◆ Passage provided:
■ ■ ■ ■
Ahh! That's my mother's car!
Where is it?!
Where is it?!
What's wrong?
I can't find my phone!
That phone is my life.
I need my schedule.
How will I know what to do?
I may miss my appointments.
And if that happens, the world
will literally end!
Piper, you missed an appointment.
Piper, you missed an appointment.
[Continued screaming]
What's her record again?
Two minutes and 30 seconds.
I don't think she'll break it.
[Screaming then coughing] You done?
Bug flew in my mouth.
Ahh your financial advisor
called the house looking for you.
She said it was no biggy.
You can reschedule.
See?
You missed an appointment
and the world didn't end.
Now that you have some
free time, why don't you relax?
Fine -- Maybe I'll read that book,
How To Become A Millionaire By Relaxing.
Written by
no one!
Cheerleading practice was awesome today.
Thanks to us, those towels
have never smelled fresher.
And did you see everyone
munching down on my cookies?
It felt good to get back in the kitchen again.
What's the first thing you're going
to do when we land in Hawaii?
Open the overhead compartment slowly
because my bags may have shifted during flight.
I'm going to ask Kelly if she
wants to take a walk on the beach.
■ ■ ■ ■
(Region labeling records)
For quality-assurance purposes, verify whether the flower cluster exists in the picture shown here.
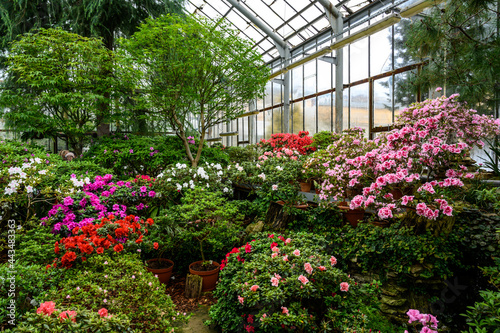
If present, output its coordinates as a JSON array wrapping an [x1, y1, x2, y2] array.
[[36, 301, 111, 323], [158, 163, 232, 194], [405, 309, 439, 333], [51, 215, 154, 268], [320, 96, 500, 220], [210, 234, 376, 332], [257, 131, 316, 155], [41, 174, 158, 233]]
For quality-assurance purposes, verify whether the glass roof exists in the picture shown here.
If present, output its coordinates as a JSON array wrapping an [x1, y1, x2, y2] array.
[[186, 0, 373, 62]]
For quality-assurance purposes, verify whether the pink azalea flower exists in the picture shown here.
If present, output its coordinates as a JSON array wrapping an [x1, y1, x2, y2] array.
[[250, 284, 259, 291], [298, 274, 309, 284]]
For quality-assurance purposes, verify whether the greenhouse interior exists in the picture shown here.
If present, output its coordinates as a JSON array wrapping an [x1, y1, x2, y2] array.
[[0, 0, 500, 333]]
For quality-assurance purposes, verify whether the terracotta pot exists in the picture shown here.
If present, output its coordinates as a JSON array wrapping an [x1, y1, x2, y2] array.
[[146, 258, 174, 284], [299, 182, 312, 192], [189, 260, 220, 291], [338, 202, 365, 228]]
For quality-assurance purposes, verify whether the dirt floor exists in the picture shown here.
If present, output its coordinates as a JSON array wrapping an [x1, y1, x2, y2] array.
[[167, 275, 217, 333]]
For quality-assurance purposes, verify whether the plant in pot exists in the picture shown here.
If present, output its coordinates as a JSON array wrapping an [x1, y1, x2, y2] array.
[[316, 128, 374, 227], [252, 149, 304, 208], [176, 187, 238, 291], [141, 210, 180, 284]]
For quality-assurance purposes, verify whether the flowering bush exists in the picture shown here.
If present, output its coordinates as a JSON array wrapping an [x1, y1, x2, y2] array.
[[83, 134, 228, 180], [15, 301, 132, 333], [405, 309, 439, 333], [210, 233, 384, 332], [257, 131, 316, 155], [303, 127, 373, 192], [41, 174, 162, 233], [51, 215, 154, 268], [40, 254, 185, 332], [158, 163, 232, 195], [320, 95, 500, 220]]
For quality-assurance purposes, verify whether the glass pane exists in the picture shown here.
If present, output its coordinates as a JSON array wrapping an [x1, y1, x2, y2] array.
[[264, 82, 273, 108], [304, 97, 316, 134], [318, 94, 332, 132], [370, 27, 392, 76], [373, 77, 392, 127], [290, 101, 304, 134], [292, 66, 303, 99], [342, 88, 350, 129], [256, 112, 265, 142], [394, 19, 417, 68], [350, 38, 368, 82], [273, 108, 282, 134], [350, 83, 368, 135], [304, 60, 317, 96], [273, 82, 283, 105], [394, 71, 417, 114], [318, 53, 332, 92]]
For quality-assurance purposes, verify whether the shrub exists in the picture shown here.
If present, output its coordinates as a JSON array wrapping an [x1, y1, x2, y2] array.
[[210, 233, 384, 332], [6, 302, 133, 333], [257, 131, 316, 155], [83, 134, 229, 179], [44, 254, 184, 332]]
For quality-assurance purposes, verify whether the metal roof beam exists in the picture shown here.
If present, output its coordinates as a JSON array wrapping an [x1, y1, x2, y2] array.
[[226, 0, 289, 57]]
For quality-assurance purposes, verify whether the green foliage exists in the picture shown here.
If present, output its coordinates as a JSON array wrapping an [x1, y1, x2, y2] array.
[[16, 225, 61, 266], [310, 131, 340, 150], [210, 233, 386, 332], [332, 223, 461, 279], [6, 306, 133, 333], [121, 15, 269, 167], [174, 187, 243, 260], [463, 290, 500, 333], [83, 134, 228, 179], [403, 0, 500, 113], [0, 262, 64, 323], [44, 254, 183, 332]]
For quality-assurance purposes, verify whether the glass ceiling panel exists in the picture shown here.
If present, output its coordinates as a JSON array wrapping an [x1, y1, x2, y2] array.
[[186, 0, 406, 61]]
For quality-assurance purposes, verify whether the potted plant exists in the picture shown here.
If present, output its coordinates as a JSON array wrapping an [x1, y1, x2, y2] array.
[[177, 187, 238, 291]]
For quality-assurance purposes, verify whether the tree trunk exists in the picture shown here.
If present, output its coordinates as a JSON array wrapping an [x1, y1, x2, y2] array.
[[184, 274, 203, 298]]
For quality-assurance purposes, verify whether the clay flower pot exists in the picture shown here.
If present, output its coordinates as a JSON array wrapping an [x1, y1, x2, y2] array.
[[189, 260, 220, 292], [146, 258, 174, 284]]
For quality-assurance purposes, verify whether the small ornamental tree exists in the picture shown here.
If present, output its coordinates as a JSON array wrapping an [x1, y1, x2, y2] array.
[[122, 15, 269, 167], [0, 29, 127, 155]]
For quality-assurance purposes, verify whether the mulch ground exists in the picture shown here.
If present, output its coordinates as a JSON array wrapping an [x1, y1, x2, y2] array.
[[167, 274, 216, 314]]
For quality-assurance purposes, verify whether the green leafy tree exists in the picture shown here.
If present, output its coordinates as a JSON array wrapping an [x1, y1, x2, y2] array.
[[0, 29, 125, 154], [123, 15, 269, 167], [407, 0, 500, 113]]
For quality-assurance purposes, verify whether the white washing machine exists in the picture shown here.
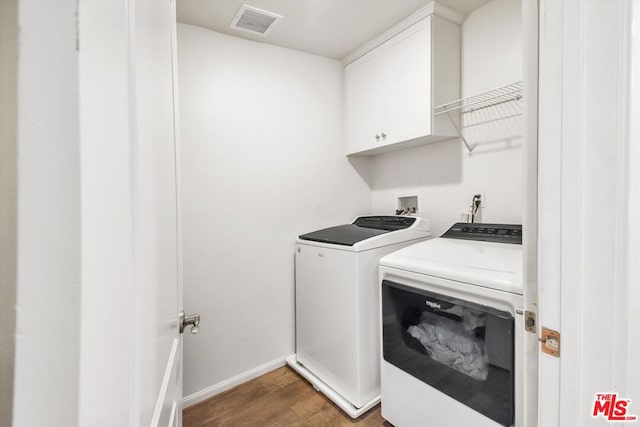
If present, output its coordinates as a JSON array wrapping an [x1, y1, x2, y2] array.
[[380, 224, 523, 427], [287, 216, 431, 418]]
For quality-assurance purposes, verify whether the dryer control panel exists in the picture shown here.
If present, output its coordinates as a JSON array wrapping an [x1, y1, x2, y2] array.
[[442, 222, 522, 245]]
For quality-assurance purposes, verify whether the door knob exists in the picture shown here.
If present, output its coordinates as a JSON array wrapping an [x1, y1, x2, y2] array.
[[179, 311, 200, 334]]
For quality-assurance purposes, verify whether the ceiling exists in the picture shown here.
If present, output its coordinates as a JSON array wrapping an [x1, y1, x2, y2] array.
[[177, 0, 491, 59]]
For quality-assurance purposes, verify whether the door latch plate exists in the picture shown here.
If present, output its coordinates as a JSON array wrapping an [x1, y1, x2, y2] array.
[[540, 328, 560, 357]]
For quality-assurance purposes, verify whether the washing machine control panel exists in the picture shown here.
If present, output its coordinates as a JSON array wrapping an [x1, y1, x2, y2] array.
[[442, 222, 522, 245]]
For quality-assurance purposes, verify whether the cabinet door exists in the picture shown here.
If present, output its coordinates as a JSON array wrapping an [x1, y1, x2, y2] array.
[[380, 17, 433, 145], [345, 49, 382, 154]]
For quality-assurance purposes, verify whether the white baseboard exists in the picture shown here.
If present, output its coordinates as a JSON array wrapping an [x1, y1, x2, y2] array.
[[182, 355, 290, 408]]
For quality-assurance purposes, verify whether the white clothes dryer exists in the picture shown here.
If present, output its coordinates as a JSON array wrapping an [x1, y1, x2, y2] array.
[[287, 216, 431, 418], [380, 224, 523, 427]]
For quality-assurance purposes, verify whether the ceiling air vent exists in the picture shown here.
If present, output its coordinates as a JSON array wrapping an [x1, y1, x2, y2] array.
[[231, 4, 282, 36]]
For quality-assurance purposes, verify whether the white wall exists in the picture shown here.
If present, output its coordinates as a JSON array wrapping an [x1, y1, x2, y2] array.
[[178, 24, 371, 396], [371, 0, 523, 235], [11, 0, 80, 426], [0, 0, 18, 427]]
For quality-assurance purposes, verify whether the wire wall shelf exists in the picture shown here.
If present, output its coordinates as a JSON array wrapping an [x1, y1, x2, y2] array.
[[433, 81, 522, 155], [433, 82, 522, 116]]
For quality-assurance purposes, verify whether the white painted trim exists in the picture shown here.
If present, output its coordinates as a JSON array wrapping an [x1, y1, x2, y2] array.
[[167, 400, 178, 427], [182, 356, 290, 408], [287, 354, 381, 419], [522, 0, 539, 427], [151, 338, 180, 426], [342, 2, 464, 66]]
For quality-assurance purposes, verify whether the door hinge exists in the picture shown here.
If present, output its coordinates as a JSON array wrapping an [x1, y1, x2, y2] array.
[[524, 311, 536, 334], [516, 307, 536, 334]]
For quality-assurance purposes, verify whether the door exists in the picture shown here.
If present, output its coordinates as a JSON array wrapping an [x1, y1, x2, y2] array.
[[131, 0, 182, 426], [78, 0, 188, 426], [345, 49, 382, 154], [381, 17, 432, 144]]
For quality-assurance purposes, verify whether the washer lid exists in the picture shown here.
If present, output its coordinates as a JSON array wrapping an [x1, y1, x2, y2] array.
[[380, 237, 522, 295], [299, 215, 416, 246], [300, 224, 389, 246]]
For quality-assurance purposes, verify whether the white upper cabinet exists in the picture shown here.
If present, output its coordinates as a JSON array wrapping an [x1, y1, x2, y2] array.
[[345, 4, 460, 155]]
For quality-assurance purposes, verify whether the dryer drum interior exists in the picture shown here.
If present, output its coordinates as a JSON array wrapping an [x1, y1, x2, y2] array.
[[382, 280, 515, 426]]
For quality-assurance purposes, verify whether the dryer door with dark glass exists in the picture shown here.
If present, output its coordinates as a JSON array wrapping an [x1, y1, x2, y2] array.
[[382, 280, 515, 426]]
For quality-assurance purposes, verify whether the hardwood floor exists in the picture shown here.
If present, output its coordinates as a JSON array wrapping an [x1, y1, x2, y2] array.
[[183, 366, 393, 427]]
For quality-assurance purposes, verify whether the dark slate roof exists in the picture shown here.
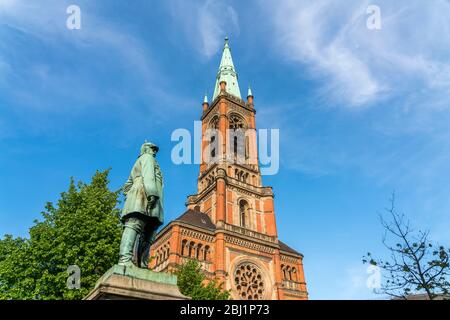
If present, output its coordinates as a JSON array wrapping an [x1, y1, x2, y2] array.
[[175, 209, 216, 230], [278, 240, 303, 256]]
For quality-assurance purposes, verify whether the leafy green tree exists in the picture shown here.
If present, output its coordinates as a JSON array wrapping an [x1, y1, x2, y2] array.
[[363, 195, 450, 300], [0, 170, 121, 300], [175, 260, 230, 300]]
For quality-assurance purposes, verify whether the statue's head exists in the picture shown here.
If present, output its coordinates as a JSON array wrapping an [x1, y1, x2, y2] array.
[[140, 142, 159, 156]]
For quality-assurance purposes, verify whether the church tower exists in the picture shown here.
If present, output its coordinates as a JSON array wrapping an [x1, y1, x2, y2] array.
[[150, 38, 308, 300]]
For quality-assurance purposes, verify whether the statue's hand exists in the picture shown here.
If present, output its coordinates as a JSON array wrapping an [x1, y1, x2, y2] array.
[[147, 196, 158, 210]]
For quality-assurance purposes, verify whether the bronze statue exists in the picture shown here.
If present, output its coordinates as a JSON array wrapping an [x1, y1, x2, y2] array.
[[119, 142, 164, 268]]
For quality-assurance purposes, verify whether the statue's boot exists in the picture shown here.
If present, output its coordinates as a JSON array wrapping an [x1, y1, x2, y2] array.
[[119, 227, 138, 266], [139, 239, 151, 269]]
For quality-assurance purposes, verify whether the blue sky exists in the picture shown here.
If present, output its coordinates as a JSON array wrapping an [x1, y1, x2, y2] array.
[[0, 0, 450, 299]]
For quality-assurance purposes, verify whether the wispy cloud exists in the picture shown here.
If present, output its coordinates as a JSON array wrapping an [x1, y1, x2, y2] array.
[[169, 0, 239, 58], [264, 0, 450, 107]]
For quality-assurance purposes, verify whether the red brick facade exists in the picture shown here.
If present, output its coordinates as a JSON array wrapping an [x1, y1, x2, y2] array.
[[150, 52, 308, 299]]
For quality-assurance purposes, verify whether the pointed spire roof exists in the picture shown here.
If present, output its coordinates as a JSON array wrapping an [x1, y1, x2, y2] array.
[[247, 86, 253, 97], [212, 37, 242, 100]]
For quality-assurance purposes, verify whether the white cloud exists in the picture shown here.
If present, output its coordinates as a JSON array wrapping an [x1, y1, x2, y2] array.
[[265, 0, 450, 107], [170, 0, 239, 58]]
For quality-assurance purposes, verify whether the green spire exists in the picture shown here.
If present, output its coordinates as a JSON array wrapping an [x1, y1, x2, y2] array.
[[212, 37, 242, 100]]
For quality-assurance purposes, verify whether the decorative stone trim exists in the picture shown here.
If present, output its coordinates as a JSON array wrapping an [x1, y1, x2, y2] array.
[[225, 235, 275, 254], [181, 228, 214, 242]]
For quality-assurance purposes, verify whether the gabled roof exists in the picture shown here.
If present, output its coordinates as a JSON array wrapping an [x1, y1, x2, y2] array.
[[175, 209, 216, 230], [278, 240, 303, 256]]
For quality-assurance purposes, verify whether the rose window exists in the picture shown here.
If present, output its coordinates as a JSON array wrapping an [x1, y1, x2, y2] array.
[[234, 263, 264, 300]]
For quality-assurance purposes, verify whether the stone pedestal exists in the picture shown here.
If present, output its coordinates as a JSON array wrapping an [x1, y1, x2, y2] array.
[[84, 265, 189, 300]]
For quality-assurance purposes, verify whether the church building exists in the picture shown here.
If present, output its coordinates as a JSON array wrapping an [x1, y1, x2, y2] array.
[[150, 38, 308, 300]]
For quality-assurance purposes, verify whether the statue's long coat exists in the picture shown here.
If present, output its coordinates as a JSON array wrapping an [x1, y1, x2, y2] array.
[[122, 153, 164, 224]]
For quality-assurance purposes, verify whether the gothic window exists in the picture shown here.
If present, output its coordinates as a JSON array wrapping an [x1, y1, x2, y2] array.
[[181, 239, 187, 256], [292, 268, 298, 281], [229, 114, 247, 130], [239, 200, 249, 228], [228, 114, 248, 159], [195, 243, 202, 260], [234, 262, 265, 300], [209, 136, 216, 158], [245, 137, 250, 160], [203, 246, 210, 261], [188, 241, 195, 258]]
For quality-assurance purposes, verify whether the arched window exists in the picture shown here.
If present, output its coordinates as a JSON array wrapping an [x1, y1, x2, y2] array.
[[188, 241, 195, 258], [239, 200, 249, 228], [195, 243, 203, 260], [203, 246, 210, 261], [229, 114, 248, 160], [292, 268, 298, 281], [181, 239, 187, 256], [281, 264, 286, 280], [287, 267, 292, 280], [209, 136, 216, 158]]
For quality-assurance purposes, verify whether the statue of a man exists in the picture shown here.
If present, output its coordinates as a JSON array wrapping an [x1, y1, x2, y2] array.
[[119, 142, 164, 268]]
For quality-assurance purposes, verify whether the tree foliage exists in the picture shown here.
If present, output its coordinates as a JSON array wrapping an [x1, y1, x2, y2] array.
[[0, 170, 121, 299], [363, 195, 450, 300], [175, 260, 230, 300]]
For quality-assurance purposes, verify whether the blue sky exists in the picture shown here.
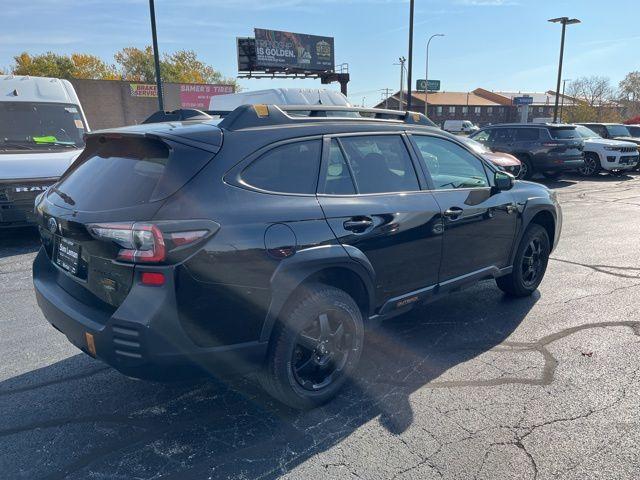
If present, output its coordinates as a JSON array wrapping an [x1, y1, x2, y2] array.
[[0, 0, 640, 105]]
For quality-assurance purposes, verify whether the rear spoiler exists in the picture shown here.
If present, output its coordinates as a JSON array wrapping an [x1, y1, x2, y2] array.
[[142, 108, 212, 123]]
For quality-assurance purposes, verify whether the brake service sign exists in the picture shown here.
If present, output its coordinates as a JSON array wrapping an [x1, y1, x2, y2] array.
[[254, 28, 334, 71]]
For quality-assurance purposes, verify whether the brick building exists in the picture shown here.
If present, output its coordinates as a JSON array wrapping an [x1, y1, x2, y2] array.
[[376, 88, 574, 125]]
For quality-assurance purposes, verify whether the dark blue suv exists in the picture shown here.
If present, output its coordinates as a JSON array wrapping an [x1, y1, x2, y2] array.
[[33, 105, 562, 408]]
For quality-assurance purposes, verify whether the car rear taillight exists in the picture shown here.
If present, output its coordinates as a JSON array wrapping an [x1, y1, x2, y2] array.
[[89, 223, 167, 263]]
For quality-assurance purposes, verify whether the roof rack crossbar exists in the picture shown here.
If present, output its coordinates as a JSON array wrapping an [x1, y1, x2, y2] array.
[[220, 105, 436, 130]]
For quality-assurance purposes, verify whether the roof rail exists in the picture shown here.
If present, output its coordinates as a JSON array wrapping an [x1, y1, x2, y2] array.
[[219, 104, 436, 130], [142, 108, 211, 123]]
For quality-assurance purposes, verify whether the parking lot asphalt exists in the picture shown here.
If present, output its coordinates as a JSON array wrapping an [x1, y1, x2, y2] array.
[[0, 175, 640, 479]]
■ ■ ■ ■
◆ What you will do: What is the title of the book named in the dialogue? These records are separate material and have no connection to the dialogue.

◆ Solution to this exercise: How To Become A Millionaire By Relaxing